[Saved entries]
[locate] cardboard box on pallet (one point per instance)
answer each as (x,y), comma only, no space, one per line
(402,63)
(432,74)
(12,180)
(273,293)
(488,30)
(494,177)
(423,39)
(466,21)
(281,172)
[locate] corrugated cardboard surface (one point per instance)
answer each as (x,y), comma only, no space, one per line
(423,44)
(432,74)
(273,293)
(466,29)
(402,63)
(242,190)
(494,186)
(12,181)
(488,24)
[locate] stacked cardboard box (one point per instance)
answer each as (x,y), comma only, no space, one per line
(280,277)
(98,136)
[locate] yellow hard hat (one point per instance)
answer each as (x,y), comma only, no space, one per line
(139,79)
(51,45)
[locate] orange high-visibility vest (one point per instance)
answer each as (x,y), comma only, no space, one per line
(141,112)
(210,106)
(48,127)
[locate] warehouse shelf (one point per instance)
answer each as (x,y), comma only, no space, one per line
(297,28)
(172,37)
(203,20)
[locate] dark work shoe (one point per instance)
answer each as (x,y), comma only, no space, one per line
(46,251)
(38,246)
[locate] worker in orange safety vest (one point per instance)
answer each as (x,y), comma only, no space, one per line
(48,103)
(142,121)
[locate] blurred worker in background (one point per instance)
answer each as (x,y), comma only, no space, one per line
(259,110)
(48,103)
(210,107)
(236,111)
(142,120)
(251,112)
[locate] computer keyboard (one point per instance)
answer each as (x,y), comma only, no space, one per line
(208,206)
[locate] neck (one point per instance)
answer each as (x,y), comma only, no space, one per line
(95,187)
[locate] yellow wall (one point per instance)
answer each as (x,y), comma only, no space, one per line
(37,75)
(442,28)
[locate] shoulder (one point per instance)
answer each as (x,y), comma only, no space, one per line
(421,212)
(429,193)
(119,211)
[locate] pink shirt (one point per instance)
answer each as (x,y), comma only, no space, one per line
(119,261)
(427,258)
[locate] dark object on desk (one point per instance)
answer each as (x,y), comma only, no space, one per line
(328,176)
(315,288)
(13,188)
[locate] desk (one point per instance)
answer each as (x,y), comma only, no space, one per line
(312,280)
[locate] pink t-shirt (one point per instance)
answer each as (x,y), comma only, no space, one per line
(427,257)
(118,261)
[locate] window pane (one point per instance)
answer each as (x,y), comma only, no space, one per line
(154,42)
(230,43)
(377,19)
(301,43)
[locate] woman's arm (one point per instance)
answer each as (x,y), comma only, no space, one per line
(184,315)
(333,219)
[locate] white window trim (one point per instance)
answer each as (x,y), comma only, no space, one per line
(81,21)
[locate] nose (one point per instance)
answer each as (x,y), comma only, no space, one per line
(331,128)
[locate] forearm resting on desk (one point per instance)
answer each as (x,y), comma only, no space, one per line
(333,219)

[Your instructions]: Reproduce every one of the records above verbatim, line for line.

[Reply]:
[locate] cardboard box on pallet (one point per instance)
answer each as (x,y), comma only, no space, one per line
(402,63)
(432,74)
(12,180)
(273,293)
(488,30)
(494,177)
(423,39)
(466,21)
(281,172)
[locate] corrugated cardboard surface (one point per instance)
answer each as (x,y), comma only, no space, one per line
(423,44)
(432,74)
(273,293)
(466,29)
(402,63)
(242,190)
(494,186)
(12,181)
(488,24)
[locate] stacked cardboard box (one point per instance)
answer each as (x,y), comma only, no space, one per line
(280,277)
(98,136)
[locate] yellow hard hat (one point per instance)
answer each as (x,y), comma only, no space, one per line
(139,79)
(51,45)
[locate] orange high-visibility vest (one point per instance)
answer each as (x,y), comma only, no space, one per line
(141,112)
(210,106)
(48,127)
[locate] warehouse shelf (one point per instance)
answer each as (x,y), comma only, no space, one per line
(297,28)
(172,37)
(203,20)
[locate] dark work shoe (one point per instance)
answer each as (x,y), comma only, no space, one per line
(46,251)
(38,246)
[locate] worker in orange safety vest (one point per instance)
answer each as (x,y), comma only, no space, one per line
(48,103)
(142,121)
[locate] blurred worker in background (one point per instance)
answer each as (x,y), comma only, no space, one per line
(259,110)
(48,103)
(210,107)
(236,111)
(142,120)
(251,112)
[locate] computer keyboard (one point per instance)
answer each as (x,y), comma only, no space, one per line
(208,206)
[locate] neck (one point per instance)
answer each as (x,y), comma only, no space, one per line
(95,187)
[locate] yellow wall (one point per instance)
answer each as (x,y), comma only, no space, one per line
(37,75)
(442,28)
[locate] shoulder (one point per instance)
answer each as (x,y), comma only, no space, one per line
(421,212)
(429,193)
(119,211)
[locate] pink shirt (one point per instance)
answer each as (x,y), comma only, no space, one per line
(119,261)
(427,258)
[locate] dark object on desk (one point per instance)
answer each as (x,y), comma only, no space, one per line
(328,176)
(315,288)
(13,188)
[locate] desk (one point per instance)
answer each as (x,y), comma only, no space, one per line
(312,280)
[locate] pink t-shirt (one point per instance)
answer each as (x,y), comma only, no space, one per line
(427,257)
(118,261)
[locate] window pane (one point per instance)
answer each as (x,y), comma only, no space, one per line
(154,42)
(230,43)
(377,19)
(301,43)
[locate] woman's arm (one point per instance)
answer each as (x,y), comma only, no space, one per line
(184,315)
(333,219)
[locate] white window trim (one point per instance)
answer each as (x,y), comma only, no space, one per line
(81,21)
[locate] nose (one point per instance)
answer each as (x,y), comma only, no space, one per line
(331,128)
[locate] forearm resting on desk (one point per instance)
answer each as (x,y), comma only, no space, one per line
(333,219)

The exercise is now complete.